Text passage:

• • • • •

It should be mentioned that it is because of the CCP that francophone and Acadian communities now have services and institutions such as schools located in their communities. Eliminating the CCP is also detrimental to Canadian citizenship, and in particular for francophone minorities in Canada. Why? Because a francophone who chooses to live in a province where he will be in the minority may be forced to pay out of pocket to have his l constitutional language rights respected. As you are fully aware, this is a very expensive undertaking, one that can cost hundreds of thousands of dollars. If a minority francophone has language rights, but has no assurances that they will be respected, what does this mean?
By abolishing funding to the CCP, the message being sent to francophone minorities is the following: it's your language, it's your problem, protecting language rights of francophones is not an issue of public interest and does not deserve to be financially supported by the federal government. We believe this is very serious. If eliminating funding to the CCP is based on the argument that some groups or individuals do not receive funding, our federation does not see any problem in broadening the mandate of the CCP, with the caveat that the poor and linguistic minorities must not be excluded. In fact, we believe that debating ideas before the courts is healthy. It is not by eliminating access to justice for the less fortunate or for linguistic minorities that a debate of this nature will take place.

• • • • •

What this task involves:
According to the passage about the CCP, what do francophone and Acadian communities now have because of the CCP? Rely only on the passage about the CCP.

Data drawn from a collection:

• • • • •

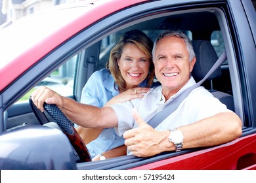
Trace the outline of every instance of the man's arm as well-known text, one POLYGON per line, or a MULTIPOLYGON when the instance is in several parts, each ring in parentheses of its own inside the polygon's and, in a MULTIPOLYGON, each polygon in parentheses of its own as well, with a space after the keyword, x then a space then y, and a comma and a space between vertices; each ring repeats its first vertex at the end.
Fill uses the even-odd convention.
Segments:
MULTIPOLYGON (((152 156, 162 152, 175 150, 169 141, 169 131, 157 131, 134 112, 139 127, 126 131, 125 144, 133 154, 139 157, 152 156)), ((178 127, 184 135, 183 148, 204 147, 225 143, 242 134, 242 122, 234 112, 226 112, 178 127)))
POLYGON ((105 128, 117 125, 117 117, 111 107, 98 108, 62 97, 46 87, 32 93, 34 104, 43 111, 43 103, 55 104, 73 122, 85 127, 105 128))

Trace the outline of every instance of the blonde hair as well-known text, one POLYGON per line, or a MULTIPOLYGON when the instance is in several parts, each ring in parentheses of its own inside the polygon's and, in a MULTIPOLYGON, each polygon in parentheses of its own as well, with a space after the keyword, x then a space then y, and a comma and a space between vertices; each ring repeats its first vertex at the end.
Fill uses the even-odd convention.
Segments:
POLYGON ((121 58, 123 49, 126 44, 132 43, 137 45, 149 58, 150 61, 148 74, 146 78, 147 87, 150 87, 153 84, 155 76, 154 64, 152 61, 152 50, 153 48, 152 41, 142 31, 140 30, 131 30, 124 33, 119 40, 119 42, 112 49, 106 68, 110 70, 113 75, 116 83, 121 91, 125 90, 126 82, 123 79, 119 66, 117 60, 121 58))

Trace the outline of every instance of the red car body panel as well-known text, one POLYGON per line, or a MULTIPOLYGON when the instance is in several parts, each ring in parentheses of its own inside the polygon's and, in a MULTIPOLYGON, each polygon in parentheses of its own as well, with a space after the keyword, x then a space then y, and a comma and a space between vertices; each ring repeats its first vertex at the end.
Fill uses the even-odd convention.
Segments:
POLYGON ((132 169, 256 169, 256 152, 253 148, 255 146, 256 134, 253 134, 221 146, 158 161, 132 169))
POLYGON ((100 1, 95 1, 93 5, 91 5, 85 8, 83 14, 75 20, 72 20, 69 24, 60 27, 55 32, 51 33, 51 35, 45 37, 36 45, 32 45, 33 47, 26 50, 18 57, 14 58, 11 62, 0 68, 0 78, 5 78, 5 80, 2 80, 1 82, 0 92, 4 90, 23 73, 26 72, 27 69, 45 56, 47 54, 51 52, 65 40, 68 40, 77 33, 83 30, 85 27, 89 27, 90 25, 99 20, 103 19, 108 15, 118 11, 118 10, 143 1, 106 1, 104 3, 100 1), (92 8, 90 8, 90 7, 92 7, 92 8), (95 13, 95 12, 97 13, 95 13), (90 19, 88 17, 90 17, 90 19), (81 24, 81 22, 83 22, 84 24, 81 24), (64 29, 66 31, 62 31, 62 29, 64 29), (45 46, 45 45, 47 45, 47 46, 45 46), (10 72, 10 71, 12 71, 10 72))

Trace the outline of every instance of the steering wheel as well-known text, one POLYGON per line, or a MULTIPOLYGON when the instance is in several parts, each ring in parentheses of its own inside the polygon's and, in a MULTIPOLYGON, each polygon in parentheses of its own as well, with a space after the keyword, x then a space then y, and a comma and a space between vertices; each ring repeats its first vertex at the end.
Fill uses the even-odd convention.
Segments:
POLYGON ((60 109, 56 105, 49 105, 45 103, 43 107, 45 112, 42 112, 34 105, 31 98, 30 104, 35 117, 41 125, 50 122, 47 117, 47 114, 51 116, 60 127, 62 132, 68 137, 71 144, 77 153, 80 160, 83 162, 91 161, 91 158, 85 142, 78 135, 74 127, 72 122, 62 113, 60 109))

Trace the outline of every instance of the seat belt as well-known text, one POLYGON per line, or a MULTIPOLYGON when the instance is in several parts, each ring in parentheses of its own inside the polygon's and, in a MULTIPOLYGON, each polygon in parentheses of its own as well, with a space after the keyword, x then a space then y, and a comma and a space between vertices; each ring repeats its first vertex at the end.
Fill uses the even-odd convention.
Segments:
POLYGON ((221 54, 215 63, 213 65, 211 69, 208 71, 206 75, 198 82, 187 88, 182 93, 177 95, 173 100, 166 105, 160 112, 154 116, 148 122, 148 124, 153 128, 156 127, 161 122, 163 122, 168 116, 175 111, 180 105, 181 102, 195 88, 199 87, 213 72, 221 65, 221 64, 226 59, 226 52, 221 54))

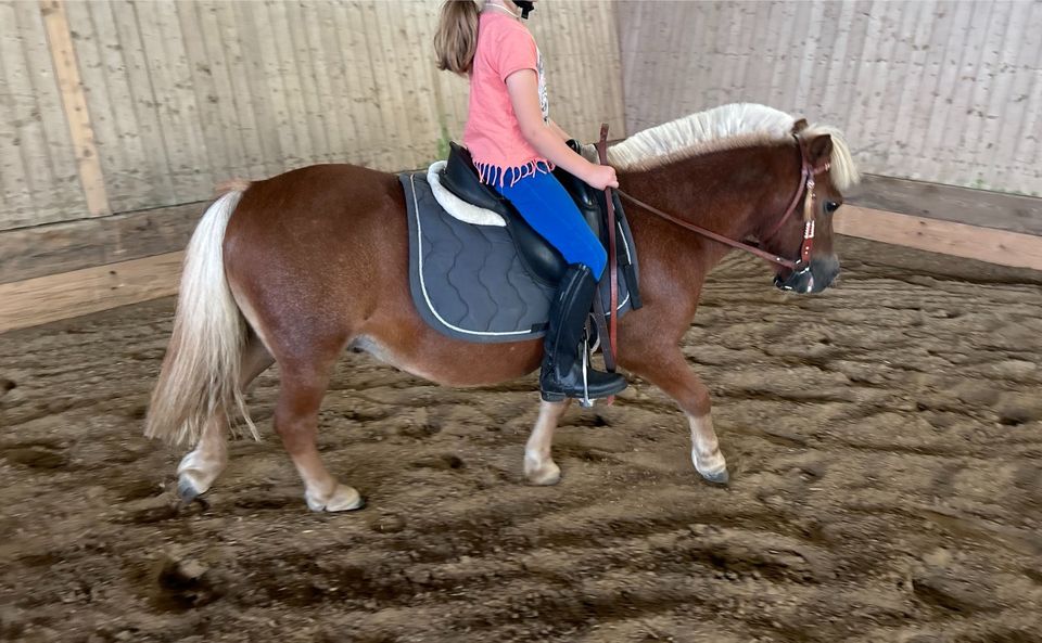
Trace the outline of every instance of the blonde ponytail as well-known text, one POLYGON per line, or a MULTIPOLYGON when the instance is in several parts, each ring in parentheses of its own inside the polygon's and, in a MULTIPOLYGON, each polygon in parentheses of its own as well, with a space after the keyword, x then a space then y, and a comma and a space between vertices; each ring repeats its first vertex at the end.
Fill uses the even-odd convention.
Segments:
POLYGON ((437 68, 456 74, 470 72, 478 49, 478 14, 484 0, 445 0, 434 34, 437 68))

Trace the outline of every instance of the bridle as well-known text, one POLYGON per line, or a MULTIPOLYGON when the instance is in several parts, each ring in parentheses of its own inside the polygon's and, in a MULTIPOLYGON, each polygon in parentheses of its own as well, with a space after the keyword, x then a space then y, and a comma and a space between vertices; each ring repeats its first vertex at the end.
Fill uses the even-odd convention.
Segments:
POLYGON ((688 223, 683 219, 678 219, 644 203, 639 198, 635 198, 626 194, 622 190, 618 190, 618 192, 623 198, 630 201, 634 205, 639 206, 640 208, 646 209, 652 215, 665 219, 666 221, 675 223, 681 228, 685 228, 691 232, 696 232, 702 236, 712 239, 713 241, 717 241, 725 245, 729 245, 734 248, 751 253, 762 259, 771 261, 772 263, 777 263, 783 268, 788 268, 789 270, 793 271, 795 274, 803 274, 811 269, 811 253, 814 249, 814 177, 823 172, 827 172, 830 168, 830 164, 826 159, 825 163, 817 167, 812 166, 810 159, 808 158, 806 142, 798 134, 792 134, 792 138, 796 139, 797 146, 800 150, 800 183, 796 188, 796 194, 792 195, 792 201, 789 203, 789 207, 785 210, 785 214, 782 216, 778 222, 775 223, 774 227, 771 228, 770 232, 763 236, 762 241, 767 241, 778 233, 782 227, 785 226, 785 222, 788 221, 796 211, 796 207, 800 204, 800 200, 806 195, 806 198, 803 200, 803 243, 800 246, 800 254, 795 261, 791 259, 785 259, 772 253, 767 253, 752 243, 735 241, 730 237, 724 236, 723 234, 717 234, 712 230, 706 230, 704 228, 696 226, 695 223, 688 223))

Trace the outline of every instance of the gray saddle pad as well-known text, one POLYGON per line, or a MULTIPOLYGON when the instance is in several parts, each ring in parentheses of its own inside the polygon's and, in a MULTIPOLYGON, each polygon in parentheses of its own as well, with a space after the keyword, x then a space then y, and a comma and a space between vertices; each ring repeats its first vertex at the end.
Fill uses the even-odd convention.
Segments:
MULTIPOLYGON (((398 178, 408 208, 409 288, 420 317, 439 332, 468 342, 542 337, 555 288, 529 274, 507 229, 452 217, 434 198, 425 171, 398 178)), ((636 268, 632 248, 626 230, 619 253, 626 253, 636 268)), ((620 271, 619 316, 627 310, 630 291, 620 271)))

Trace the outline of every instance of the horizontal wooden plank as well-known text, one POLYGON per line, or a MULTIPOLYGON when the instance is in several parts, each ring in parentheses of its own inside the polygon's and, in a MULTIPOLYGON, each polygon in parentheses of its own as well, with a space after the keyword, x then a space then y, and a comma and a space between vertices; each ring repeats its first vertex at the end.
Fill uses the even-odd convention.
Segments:
POLYGON ((206 202, 0 232, 0 283, 183 249, 206 202))
POLYGON ((844 205, 834 232, 873 241, 966 257, 979 261, 1042 270, 1042 237, 965 223, 939 221, 844 205))
POLYGON ((0 284, 0 333, 177 293, 183 253, 0 284))
POLYGON ((844 195, 860 207, 1042 235, 1042 198, 865 175, 844 195))
MULTIPOLYGON (((1042 270, 1042 237, 846 205, 838 234, 1042 270)), ((177 292, 182 252, 0 284, 0 333, 177 292)))

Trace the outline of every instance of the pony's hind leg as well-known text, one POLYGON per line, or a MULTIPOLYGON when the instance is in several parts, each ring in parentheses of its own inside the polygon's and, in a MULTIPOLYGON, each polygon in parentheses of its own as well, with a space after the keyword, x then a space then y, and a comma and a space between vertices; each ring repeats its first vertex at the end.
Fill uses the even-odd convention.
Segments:
MULTIPOLYGON (((240 385, 245 388, 267 370, 275 359, 260 339, 251 334, 242 351, 240 385)), ((177 466, 177 494, 183 502, 205 493, 228 465, 228 417, 217 413, 209 417, 195 449, 177 466)))
POLYGON ((304 499, 312 511, 341 512, 361 509, 365 499, 352 487, 341 485, 322 464, 315 445, 318 408, 329 385, 332 364, 279 362, 282 387, 275 409, 275 429, 304 480, 304 499))
POLYGON ((554 443, 554 429, 571 402, 571 399, 544 401, 539 406, 539 416, 524 446, 524 476, 533 485, 556 485, 561 479, 561 467, 554 462, 550 447, 554 443))

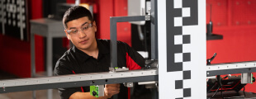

• • • • •

Completed task:
Services and institutions such as schools located in their communities.